ESTADÃO DE HOJE - 08/10/2009 Versão Impressa
Ver Mais »

Voluntários salvam mulher em via alagada

Grupo usou uma corda para puxar motociclista que estava sendo [br]levada pelas águas em avenida de São José do Rio Preto que inundou

Terça, 08 de Outubro de 2009, 00h00
Chico Siqueira, ARAÇATUBA

Uma forte chuva de 20 minutos foi o suficiente para causar desespero e medo nos moradores de São José do Rio Preto, a 430 km de São Paulo, na tarde de ontem. A enchente inundou as principais avenidas da cidade, arrastou dezenas de carros e deixou pessoas ilhadas - oito foram retiradas de dentro de veículos nas operações de salvamento do Corpo de Bombeiros.

Outras pessoas foram salvas por voluntários. Foi o drama vivido por Gisele Cristina Nunes, de 30 anos. Sua moto parou no meio da Avenida Alberto Andaló, a principal da cidade, que praticamente se transformou num rio. Gisele encostou sua moto em um carro, tentando se segurar para não ser arrastada. Voluntários tentaram resgatá-la com uma corda, mas Gisele afundou na água. Por dois minutos, ficou debaixo d"água.

Ao mesmo tempo, num carro ao lado, a advogada Regiane Lima Cardoso entrou em pânico ao presenciar a cena e subiu no teto do seu veículo, na tentativa de se agarrar a outro voluntário. Foi quando Gisele conseguiu ser avistada. Por sorte, ela tinha se segurado na corda enquanto estava debaixo do carro, sob a correnteza. Quando viram Gisele, os rapazes que tentavam salvá-la procuraram agarrá-la, mas acabaram todos afundando também. Eles conseguiram se segurar em outro carro e sair da correnteza. Gisele foi socorrida no Pronto-Atendimento Central, com escoriações, e foi liberada.

DADOS DE ORIGEM »
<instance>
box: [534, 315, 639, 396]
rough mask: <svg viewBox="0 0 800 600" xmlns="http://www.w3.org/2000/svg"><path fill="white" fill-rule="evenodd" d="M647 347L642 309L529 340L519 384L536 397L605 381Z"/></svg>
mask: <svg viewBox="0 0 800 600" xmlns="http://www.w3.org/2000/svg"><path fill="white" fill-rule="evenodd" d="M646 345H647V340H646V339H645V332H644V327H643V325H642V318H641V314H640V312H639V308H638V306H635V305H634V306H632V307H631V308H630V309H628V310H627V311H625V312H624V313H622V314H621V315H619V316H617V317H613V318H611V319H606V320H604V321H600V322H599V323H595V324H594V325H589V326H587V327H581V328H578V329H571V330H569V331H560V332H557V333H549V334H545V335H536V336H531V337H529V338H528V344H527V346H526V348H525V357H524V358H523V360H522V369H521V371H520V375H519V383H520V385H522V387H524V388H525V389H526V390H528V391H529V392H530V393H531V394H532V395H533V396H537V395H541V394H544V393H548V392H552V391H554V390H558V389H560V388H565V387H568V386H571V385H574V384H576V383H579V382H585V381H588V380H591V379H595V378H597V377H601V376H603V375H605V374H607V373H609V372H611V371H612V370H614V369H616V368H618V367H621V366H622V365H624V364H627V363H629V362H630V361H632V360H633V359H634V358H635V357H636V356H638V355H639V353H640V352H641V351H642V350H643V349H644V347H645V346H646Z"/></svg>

ATIVIDADE 1 »
De acordo com a notícia sobre a enchente, por que Gisele encostou sua moto em um carro?
ATIVIDADE 2 »
Reescreva a notícia sobre a enchente, tudo desde "Grupo usou uma" até "Corpo de Bombeiros.", trocando "enchente" por "inundação".

RESPOSTA 1 »
Ela encostou a moto em um carro para tentar se segurar e não ser arrastada pela água.

RESPOSTA 2 »
Grupo usou uma corda para puxar motociclista que estava sendo [br]levada pelas águas em avenida de São José do Rio Preto que inundou

Terça, 08 de Outubro de 2009, 00h00
Chico Siqueira, ARAÇATUBA

Uma forte chuva de 20 minutos foi o suficiente para causar desespero e medo nos moradores de São José do Rio Preto, a 430 km de São Paulo, na tarde de ontem. A inundação inundou as principais avenidas da cidade, arrastou dezenas de carros e deixou pessoas ilhadas - oito foram retiradas de dentro de veículos nas operações de salvamento do Corpo de Bombeiros.